Given task 1
In the XRay revert commit, which source file does the diff change?
Given task 2
Print everything in the XRay revert commit from "llvm-svn: 312243" down to "be patched in.".
Given task 3
Proceed with the XRay revert commit from the point where it stops.

Passage shown
Revert r311525: "[XRay][CodeGen] Use PIC-friendly code in XRay sleds; remove synthetic references in .text"

Breaks builds internally. Will forward repo instructions to author.

llvm-svn: 312243

1 files changed, 35 insertions, 38 deletions

diff --git a/llvm/lib/Target/X86/X86MCInstLower.cpp b/llvm/lib/Target/X86/X86MCInstLower.cpp
index 3ee1cf710c8..fd2837b7910 100644
--- a/llvm/lib/Target/X86/X86MCInstLower.cpp
+++ b/llvm/lib/Target/X86/X86MCInstLower.cpp
@@ -1047,20 +1047,20 @@ void X86AsmPrinter::LowerPATCHABLE_EVENT_CALL(const MachineInstr &MI,
   // We want to emit the following pattern, which follows the x86 calling
   // convention to prepare for the trampoline call to be patched in.

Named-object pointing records
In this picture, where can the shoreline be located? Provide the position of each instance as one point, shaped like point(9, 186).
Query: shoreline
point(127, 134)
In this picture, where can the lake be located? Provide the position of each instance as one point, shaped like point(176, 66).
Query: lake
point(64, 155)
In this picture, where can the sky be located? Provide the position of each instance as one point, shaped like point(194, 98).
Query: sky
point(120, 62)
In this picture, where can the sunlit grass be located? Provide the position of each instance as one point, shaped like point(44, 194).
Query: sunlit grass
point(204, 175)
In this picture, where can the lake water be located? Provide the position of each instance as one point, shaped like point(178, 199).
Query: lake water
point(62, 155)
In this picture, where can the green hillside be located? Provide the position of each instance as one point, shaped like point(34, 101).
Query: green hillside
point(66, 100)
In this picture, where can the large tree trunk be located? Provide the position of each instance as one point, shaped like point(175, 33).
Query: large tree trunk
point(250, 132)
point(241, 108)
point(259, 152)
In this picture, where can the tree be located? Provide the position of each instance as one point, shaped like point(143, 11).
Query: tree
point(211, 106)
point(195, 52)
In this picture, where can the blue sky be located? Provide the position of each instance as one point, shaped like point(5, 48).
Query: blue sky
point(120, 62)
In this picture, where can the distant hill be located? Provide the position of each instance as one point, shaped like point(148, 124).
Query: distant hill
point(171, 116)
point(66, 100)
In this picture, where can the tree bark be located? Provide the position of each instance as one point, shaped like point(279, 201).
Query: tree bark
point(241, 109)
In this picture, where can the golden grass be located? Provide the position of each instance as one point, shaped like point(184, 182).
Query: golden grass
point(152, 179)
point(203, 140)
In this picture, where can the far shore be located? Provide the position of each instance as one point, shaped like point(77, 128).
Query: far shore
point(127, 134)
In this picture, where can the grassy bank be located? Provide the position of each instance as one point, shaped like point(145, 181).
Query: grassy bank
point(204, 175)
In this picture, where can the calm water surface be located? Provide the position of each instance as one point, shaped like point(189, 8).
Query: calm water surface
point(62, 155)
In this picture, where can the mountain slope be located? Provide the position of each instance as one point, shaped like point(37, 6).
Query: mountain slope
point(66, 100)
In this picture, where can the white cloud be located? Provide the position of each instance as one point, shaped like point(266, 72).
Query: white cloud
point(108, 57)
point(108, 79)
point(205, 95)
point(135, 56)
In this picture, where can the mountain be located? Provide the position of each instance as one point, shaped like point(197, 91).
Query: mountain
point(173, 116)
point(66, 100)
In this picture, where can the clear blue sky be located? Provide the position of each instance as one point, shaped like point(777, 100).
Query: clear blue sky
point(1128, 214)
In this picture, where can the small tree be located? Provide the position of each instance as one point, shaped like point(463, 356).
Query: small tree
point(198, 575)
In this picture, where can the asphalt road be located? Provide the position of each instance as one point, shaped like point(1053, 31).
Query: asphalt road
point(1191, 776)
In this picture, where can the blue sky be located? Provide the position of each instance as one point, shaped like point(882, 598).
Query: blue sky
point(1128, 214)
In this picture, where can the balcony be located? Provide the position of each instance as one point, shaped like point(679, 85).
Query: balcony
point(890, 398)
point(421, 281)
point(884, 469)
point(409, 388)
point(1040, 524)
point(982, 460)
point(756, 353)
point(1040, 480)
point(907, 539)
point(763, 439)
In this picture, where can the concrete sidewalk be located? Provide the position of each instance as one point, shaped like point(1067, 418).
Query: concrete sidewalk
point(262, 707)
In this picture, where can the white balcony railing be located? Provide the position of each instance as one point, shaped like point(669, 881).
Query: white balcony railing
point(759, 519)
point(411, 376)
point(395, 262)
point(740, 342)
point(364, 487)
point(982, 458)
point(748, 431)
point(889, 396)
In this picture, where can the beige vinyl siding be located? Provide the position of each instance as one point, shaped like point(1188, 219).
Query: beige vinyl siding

Final result 1
llvm/lib/Target/X86/X86MCInstLower.cpp

Final result 2
llvm-svn: 312243

1 files changed, 35 insertions, 38 deletions

diff --git a/llvm/lib/Target/X86/X86MCInstLower.cpp b/llvm/lib/Target/X86/X86MCInstLower.cpp
index 3ee1cf710c8..fd2837b7910 100644
--- a/llvm/lib/Target/X86/X86MCInstLower.cpp
+++ b/llvm/lib/Target/X86/X86MCInstLower.cpp
@@ -1047,20 +1047,20 @@ void X86AsmPrinter::LowerPATCHABLE_EVENT_CALL(const MachineInstr &MI,
   // We want to emit the following pattern, which follows the x86 calling
   // convention to prepare for the trampoline call to be patched in.

Final result 3
   //
+  //   <args placement according SysV64 calling convention>
   //   .p2align 1, ...
   // .Lxray_event_sled_N:
-  //   jmp +N                    // jump across the instrumentation sled
-  //   ...                       // set up arguments in register
-  //   callq __xray_CustomEvent  // force dependency to symbol
-  //   ...
-  //   <jump here>
+  //   jmp +N                    // jump across the call instruction
+  //   callq __xray_CustomEvent  // force relocation to symbol
+  //   <args cleanup, jump to here>
+  //
+  // The relative jump needs to jump forward 24 bytes:
+  // 10 (args) + 5 (nops) + 9 (cleanup)
   //
   // After patching, it would look something like:
   //
   //   nopw (2-byte nop)
-  //   ...
   //   callq __xrayCustomEvent  // already lowered
-  //   ...
   //
   // ---
   // First we emit the label and the jump.
@@ -1072,55 +1072,49 @@ void X86AsmPrinter::LowerPATCHABLE_EVENT_CALL(const MachineInstr &MI,
   // Use a two-byte `jmp`. This version of JMP takes an 8-bit relative offset as
   // an operand (computed as an offset from the jmp instruction).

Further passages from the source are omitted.